> [Try it]: Gather every line of the entries that includes the word "door".

> [Dataset extract]:
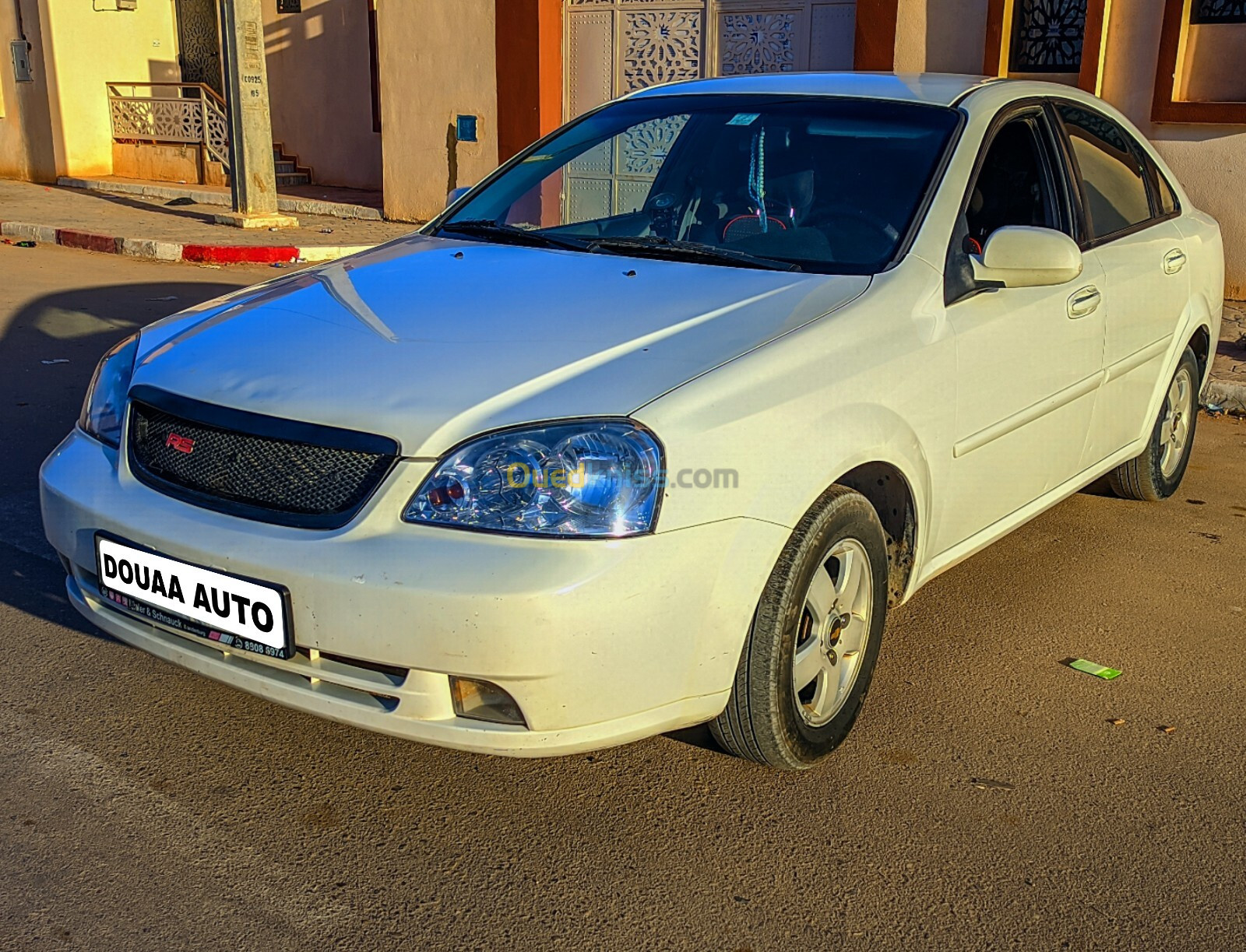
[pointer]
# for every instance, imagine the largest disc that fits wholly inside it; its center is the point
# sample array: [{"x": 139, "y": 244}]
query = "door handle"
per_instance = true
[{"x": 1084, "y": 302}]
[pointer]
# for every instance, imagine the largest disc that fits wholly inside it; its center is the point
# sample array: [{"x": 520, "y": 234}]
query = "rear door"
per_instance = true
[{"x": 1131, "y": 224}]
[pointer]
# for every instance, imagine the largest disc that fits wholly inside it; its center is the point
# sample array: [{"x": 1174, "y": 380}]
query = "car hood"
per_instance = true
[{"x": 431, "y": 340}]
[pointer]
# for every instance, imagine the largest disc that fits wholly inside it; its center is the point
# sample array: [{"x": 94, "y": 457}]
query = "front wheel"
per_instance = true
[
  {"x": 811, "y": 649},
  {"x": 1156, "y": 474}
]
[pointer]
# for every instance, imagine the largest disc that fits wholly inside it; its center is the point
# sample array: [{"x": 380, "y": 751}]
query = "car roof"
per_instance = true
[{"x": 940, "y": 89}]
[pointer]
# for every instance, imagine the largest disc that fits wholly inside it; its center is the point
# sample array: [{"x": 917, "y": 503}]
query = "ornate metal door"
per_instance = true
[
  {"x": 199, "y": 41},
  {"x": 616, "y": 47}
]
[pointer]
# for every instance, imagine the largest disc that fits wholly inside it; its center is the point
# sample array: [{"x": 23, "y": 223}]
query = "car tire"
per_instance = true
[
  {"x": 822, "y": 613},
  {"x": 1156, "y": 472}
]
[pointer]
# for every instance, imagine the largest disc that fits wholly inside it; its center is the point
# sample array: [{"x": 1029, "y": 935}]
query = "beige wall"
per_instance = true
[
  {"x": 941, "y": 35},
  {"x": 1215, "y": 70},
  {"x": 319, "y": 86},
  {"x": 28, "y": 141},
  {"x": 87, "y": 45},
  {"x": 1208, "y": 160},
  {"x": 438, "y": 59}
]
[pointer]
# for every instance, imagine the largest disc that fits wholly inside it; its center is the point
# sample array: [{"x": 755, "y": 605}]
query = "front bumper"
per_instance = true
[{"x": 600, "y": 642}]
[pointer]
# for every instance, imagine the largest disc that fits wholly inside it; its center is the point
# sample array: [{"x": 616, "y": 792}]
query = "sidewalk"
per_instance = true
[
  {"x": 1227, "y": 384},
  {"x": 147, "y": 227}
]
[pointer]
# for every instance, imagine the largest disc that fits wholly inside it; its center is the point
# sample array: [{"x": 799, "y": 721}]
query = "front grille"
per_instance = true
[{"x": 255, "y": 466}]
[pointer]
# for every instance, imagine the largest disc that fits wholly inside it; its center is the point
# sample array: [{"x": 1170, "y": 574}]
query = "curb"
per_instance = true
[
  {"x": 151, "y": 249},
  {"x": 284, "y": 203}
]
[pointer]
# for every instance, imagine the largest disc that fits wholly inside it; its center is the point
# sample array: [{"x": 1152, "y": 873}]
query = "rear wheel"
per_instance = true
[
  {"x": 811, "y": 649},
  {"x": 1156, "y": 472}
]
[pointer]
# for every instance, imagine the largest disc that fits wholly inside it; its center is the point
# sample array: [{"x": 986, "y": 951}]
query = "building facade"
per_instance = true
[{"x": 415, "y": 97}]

...

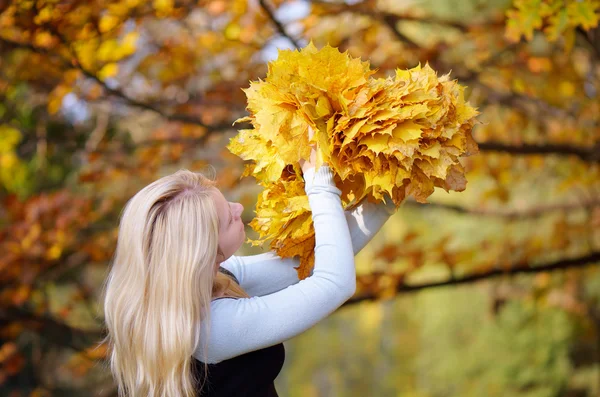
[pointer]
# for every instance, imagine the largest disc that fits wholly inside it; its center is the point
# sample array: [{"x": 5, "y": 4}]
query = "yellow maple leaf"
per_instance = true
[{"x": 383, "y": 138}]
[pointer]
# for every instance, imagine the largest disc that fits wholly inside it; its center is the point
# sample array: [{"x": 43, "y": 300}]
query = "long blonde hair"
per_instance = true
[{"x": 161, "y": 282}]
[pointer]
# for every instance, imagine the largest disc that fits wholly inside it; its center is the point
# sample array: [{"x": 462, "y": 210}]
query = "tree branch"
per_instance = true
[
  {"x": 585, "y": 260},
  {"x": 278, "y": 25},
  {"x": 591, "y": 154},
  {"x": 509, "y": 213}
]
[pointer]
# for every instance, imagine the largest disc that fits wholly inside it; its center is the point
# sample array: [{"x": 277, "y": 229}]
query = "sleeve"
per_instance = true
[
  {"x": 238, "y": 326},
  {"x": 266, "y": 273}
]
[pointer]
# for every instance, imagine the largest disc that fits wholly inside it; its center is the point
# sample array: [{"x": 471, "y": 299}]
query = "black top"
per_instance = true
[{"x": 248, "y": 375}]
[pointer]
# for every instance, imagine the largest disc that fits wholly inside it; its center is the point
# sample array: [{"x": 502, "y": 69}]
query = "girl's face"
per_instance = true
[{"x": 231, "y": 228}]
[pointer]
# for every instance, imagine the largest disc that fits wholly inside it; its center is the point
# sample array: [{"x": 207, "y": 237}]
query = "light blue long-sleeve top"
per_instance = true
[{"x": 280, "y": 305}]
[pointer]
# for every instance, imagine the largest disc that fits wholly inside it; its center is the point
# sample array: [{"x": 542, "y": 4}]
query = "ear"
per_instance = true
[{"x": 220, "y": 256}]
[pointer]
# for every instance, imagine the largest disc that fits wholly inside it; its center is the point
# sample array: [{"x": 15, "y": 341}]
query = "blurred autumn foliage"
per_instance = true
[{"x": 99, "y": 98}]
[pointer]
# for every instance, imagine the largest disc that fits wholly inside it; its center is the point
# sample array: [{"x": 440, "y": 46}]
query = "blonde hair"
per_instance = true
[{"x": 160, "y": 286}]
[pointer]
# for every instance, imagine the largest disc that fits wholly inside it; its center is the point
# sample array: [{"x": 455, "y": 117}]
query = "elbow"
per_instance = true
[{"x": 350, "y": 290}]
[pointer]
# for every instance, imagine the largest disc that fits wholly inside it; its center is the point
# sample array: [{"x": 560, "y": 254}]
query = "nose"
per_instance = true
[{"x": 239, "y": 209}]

---

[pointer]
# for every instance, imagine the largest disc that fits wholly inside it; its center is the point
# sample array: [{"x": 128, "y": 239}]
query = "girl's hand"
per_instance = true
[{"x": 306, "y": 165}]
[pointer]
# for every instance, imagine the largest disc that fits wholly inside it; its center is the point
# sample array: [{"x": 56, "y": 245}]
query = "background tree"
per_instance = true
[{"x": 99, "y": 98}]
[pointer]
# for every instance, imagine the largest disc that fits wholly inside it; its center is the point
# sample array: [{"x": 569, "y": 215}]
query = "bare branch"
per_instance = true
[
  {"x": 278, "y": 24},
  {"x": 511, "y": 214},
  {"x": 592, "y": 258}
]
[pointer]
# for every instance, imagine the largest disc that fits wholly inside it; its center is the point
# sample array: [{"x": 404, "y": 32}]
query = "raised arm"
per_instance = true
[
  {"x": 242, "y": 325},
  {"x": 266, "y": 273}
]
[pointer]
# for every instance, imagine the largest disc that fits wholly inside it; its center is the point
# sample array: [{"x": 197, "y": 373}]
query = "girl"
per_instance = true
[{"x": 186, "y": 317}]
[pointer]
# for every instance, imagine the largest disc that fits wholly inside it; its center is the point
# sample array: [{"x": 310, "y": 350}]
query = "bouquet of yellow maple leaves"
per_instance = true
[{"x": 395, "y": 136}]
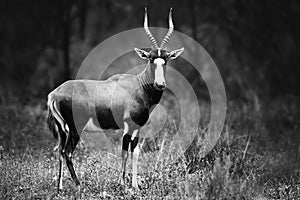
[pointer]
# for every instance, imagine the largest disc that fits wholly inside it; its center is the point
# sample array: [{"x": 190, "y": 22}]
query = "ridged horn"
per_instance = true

> [Answer section]:
query = "door handle"
query = "rear door"
query = "ornate metal door"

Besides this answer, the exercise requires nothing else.